* [DIRECTION]
Convert the lines starting with the line that contains "For each instance of the wooden post, drop" and continuing through the last line into a Markdown table with the columns "Row" and "Line", omitting blank lines.

* [Point annotation dataset lines]
━━━━━━━━━━━━━━━━━━━━━━━━━━━━━━
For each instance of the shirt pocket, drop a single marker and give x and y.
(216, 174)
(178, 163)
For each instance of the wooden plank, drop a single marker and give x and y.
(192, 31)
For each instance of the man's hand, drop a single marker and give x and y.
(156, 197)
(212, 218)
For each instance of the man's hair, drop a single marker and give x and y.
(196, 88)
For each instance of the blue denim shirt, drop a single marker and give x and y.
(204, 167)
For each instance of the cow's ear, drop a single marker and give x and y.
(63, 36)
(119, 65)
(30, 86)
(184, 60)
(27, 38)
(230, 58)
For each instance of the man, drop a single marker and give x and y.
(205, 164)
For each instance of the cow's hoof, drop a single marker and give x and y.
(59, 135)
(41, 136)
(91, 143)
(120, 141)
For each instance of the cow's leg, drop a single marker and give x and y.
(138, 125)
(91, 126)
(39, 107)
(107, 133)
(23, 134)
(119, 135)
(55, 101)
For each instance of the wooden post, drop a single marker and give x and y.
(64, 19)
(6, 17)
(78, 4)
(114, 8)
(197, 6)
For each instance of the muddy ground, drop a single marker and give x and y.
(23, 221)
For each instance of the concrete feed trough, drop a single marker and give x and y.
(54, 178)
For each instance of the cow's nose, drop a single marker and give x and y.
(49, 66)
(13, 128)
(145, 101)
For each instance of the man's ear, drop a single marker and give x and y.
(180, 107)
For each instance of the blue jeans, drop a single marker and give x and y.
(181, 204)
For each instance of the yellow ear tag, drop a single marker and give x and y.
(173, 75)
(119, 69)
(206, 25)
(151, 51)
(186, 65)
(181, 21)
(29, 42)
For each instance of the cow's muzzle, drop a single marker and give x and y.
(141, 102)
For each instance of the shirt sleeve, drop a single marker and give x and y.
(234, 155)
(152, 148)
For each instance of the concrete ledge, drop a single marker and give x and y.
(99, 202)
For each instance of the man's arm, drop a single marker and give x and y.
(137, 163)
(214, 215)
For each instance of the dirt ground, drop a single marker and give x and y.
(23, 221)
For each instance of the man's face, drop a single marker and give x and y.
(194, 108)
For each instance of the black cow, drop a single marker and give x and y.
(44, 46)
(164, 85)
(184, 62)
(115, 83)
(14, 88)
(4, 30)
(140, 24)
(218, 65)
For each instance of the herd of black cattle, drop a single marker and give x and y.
━━━━━━━━━━━━━━━━━━━━━━━━━━━━━━
* [RESPONSE TO THE EXERCISE]
| Row | Line |
|---|---|
| 1 | For each instance of the wooden post, drop a single marker and give x and y. |
| 2 | (64, 19) |
| 3 | (6, 17) |
| 4 | (78, 4) |
| 5 | (114, 8) |
| 6 | (197, 6) |
| 7 | For each instance of the muddy ground, drop a single marker and give x and y. |
| 8 | (23, 221) |
| 9 | For each instance of the concrete feed trough, drop a single marker and give x and y. |
| 10 | (54, 178) |
| 11 | For each instance of the cow's nose, drop a single marker and give x and y. |
| 12 | (49, 66) |
| 13 | (13, 128) |
| 14 | (145, 101) |
| 15 | For each instance of the man's ear, drop a single marker and give x and y. |
| 16 | (180, 107) |
| 17 | For each instance of the blue jeans, drop a single marker and give x and y. |
| 18 | (181, 204) |
| 19 | For each instance of the yellow ear tag, drop a single marker and give x and y. |
| 20 | (173, 75) |
| 21 | (119, 69) |
| 22 | (206, 25) |
| 23 | (151, 51) |
| 24 | (186, 65) |
| 25 | (181, 21) |
| 26 | (29, 42) |
| 27 | For each instance of the cow's muzzle, drop a single marker and give x and y. |
| 28 | (141, 102) |
| 29 | For each instance of the shirt sleeve, drop a single marker and give x and y. |
| 30 | (234, 155) |
| 31 | (152, 148) |
| 32 | For each instance of the concrete ledge, drop a single marker and give x and y. |
| 33 | (99, 202) |
| 34 | For each instance of the man's arm, drop a single marker and give x and y. |
| 35 | (137, 163) |
| 36 | (214, 215) |
| 37 | For each instance of the dirt ground, drop a single marker and give x and y. |
| 38 | (23, 221) |
| 39 | For each instance of the man's face, drop a single marker and give x and y. |
| 40 | (194, 108) |
| 41 | For each instance of the black cow, drop a single marker and give x and y. |
| 42 | (44, 46) |
| 43 | (164, 85) |
| 44 | (184, 62) |
| 45 | (115, 83) |
| 46 | (14, 88) |
| 47 | (4, 30) |
| 48 | (140, 24) |
| 49 | (218, 65) |
| 50 | For each instance of the herd of black cattle, drop a single marker and give x and y. |